- [INSTRUCTIONS FOR THE TASK]: Reproduce the entire listing with every occurrence of "green vegetation" replaced by "plant cover" and everything else unchanged, leaving out the pictures.

- [EXTRACTED INFORMATION]:
+--
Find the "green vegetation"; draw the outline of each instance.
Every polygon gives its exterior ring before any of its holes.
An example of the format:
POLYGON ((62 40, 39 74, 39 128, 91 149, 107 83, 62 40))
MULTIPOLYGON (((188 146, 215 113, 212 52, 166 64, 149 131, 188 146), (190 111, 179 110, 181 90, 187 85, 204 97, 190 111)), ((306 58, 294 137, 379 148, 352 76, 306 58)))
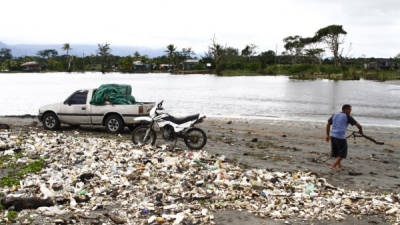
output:
POLYGON ((44 159, 38 159, 28 164, 17 164, 17 159, 21 158, 22 152, 12 155, 0 157, 0 165, 3 170, 7 170, 7 175, 0 179, 0 186, 10 187, 18 185, 26 174, 37 173, 41 171, 45 165, 44 159))
POLYGON ((36 56, 12 57, 10 49, 0 49, 0 71, 101 71, 143 73, 172 72, 174 74, 214 73, 218 76, 288 75, 292 79, 332 80, 394 80, 400 79, 400 54, 394 58, 351 58, 343 54, 342 25, 329 25, 313 36, 288 36, 283 39, 285 51, 257 51, 255 44, 243 49, 222 45, 214 36, 208 51, 196 58, 192 49, 179 50, 174 44, 165 48, 165 55, 149 58, 134 52, 121 57, 111 54, 108 43, 98 44, 96 55, 73 56, 69 43, 62 46, 65 55, 54 49, 44 49, 36 56), (324 55, 328 52, 329 55, 324 55), (24 65, 36 62, 35 66, 24 65))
+--
- [THE RESPONSE]:
Find the "plant cover"; draw the outline of each instance.
Every polygon gives its exterior ring before any of its holes.
An example of the format:
POLYGON ((62 40, 39 74, 39 128, 91 149, 107 83, 62 40))
MULTIPOLYGON (((188 146, 215 113, 212 52, 166 64, 149 131, 188 146), (190 111, 179 110, 181 90, 187 85, 204 97, 190 111)), ((306 58, 294 137, 379 148, 352 76, 306 58)))
output:
POLYGON ((44 159, 38 159, 28 164, 17 164, 17 159, 21 158, 22 152, 12 155, 0 157, 0 165, 3 170, 7 170, 7 175, 0 179, 0 186, 10 187, 18 185, 26 174, 37 173, 41 171, 45 165, 44 159))
POLYGON ((36 56, 12 57, 10 49, 0 49, 0 71, 101 71, 143 73, 172 72, 174 74, 214 73, 218 76, 288 75, 292 79, 332 80, 394 80, 400 79, 400 54, 394 58, 351 58, 343 54, 342 25, 329 25, 313 36, 288 36, 283 39, 285 51, 257 51, 255 44, 243 49, 222 45, 214 36, 208 51, 196 58, 192 49, 179 50, 174 44, 165 48, 165 55, 149 58, 134 52, 121 57, 111 54, 108 43, 98 44, 96 55, 73 56, 69 43, 62 46, 65 55, 54 49, 44 49, 36 56), (324 55, 328 52, 329 55, 324 55), (24 65, 36 62, 35 66, 24 65))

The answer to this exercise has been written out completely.